Location annotation dataset excerpts
◇ ◇ ◇ ◇ ◇

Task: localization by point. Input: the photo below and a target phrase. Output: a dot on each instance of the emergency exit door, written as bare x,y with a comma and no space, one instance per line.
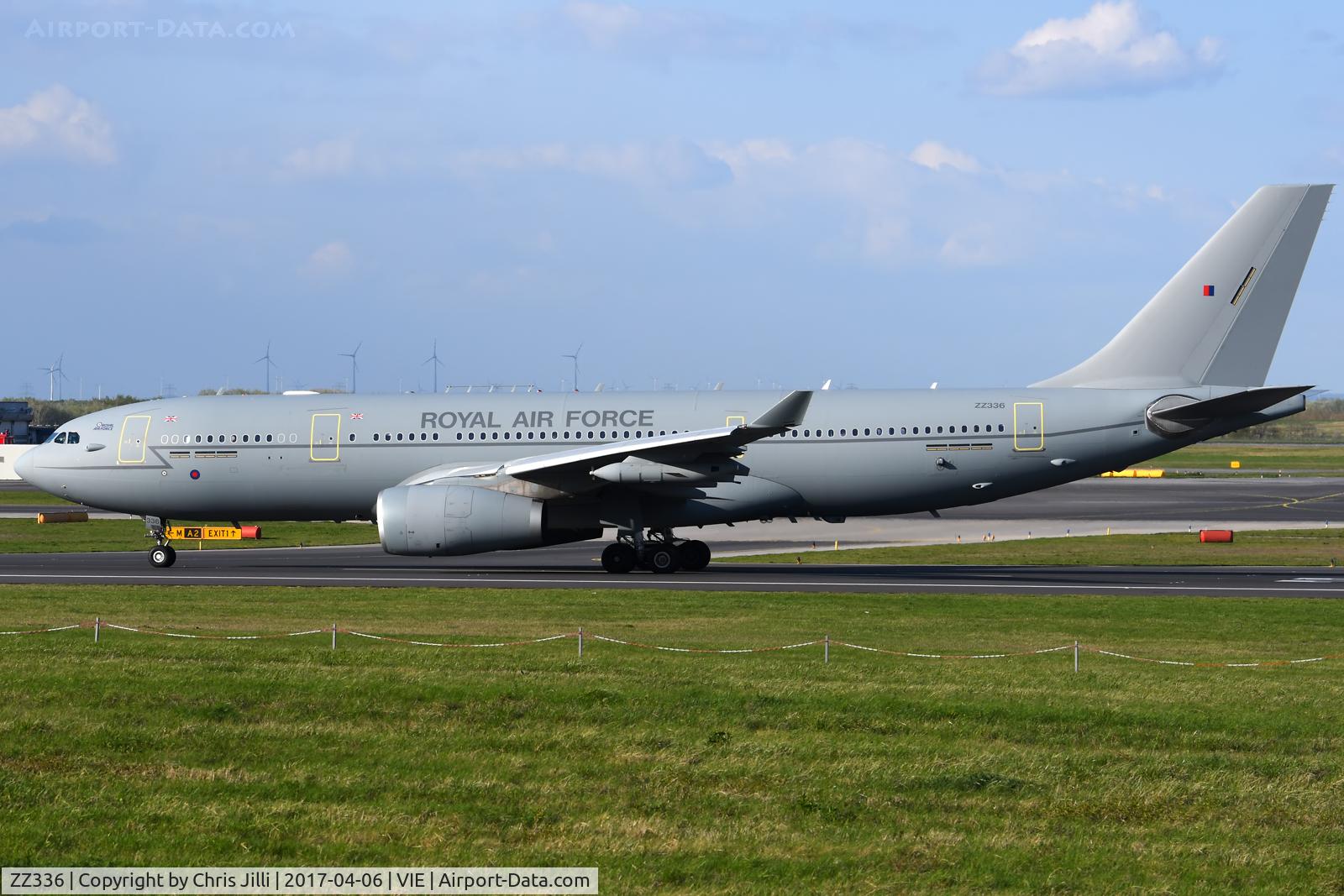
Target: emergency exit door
134,432
1028,426
324,438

◇ ◇ ◇ ◇ ◇

- Problem requirements
Could you echo every line of the rows above word for word, omitting the pictures?

- Response to this task
Task: localization by point. Input: the photo below and a target phrase. Output: a dot on each instance of the emergency exit door, written as bare x,y with a comma and no space, one instance per line.
Target: emergency exit door
134,432
1028,426
324,438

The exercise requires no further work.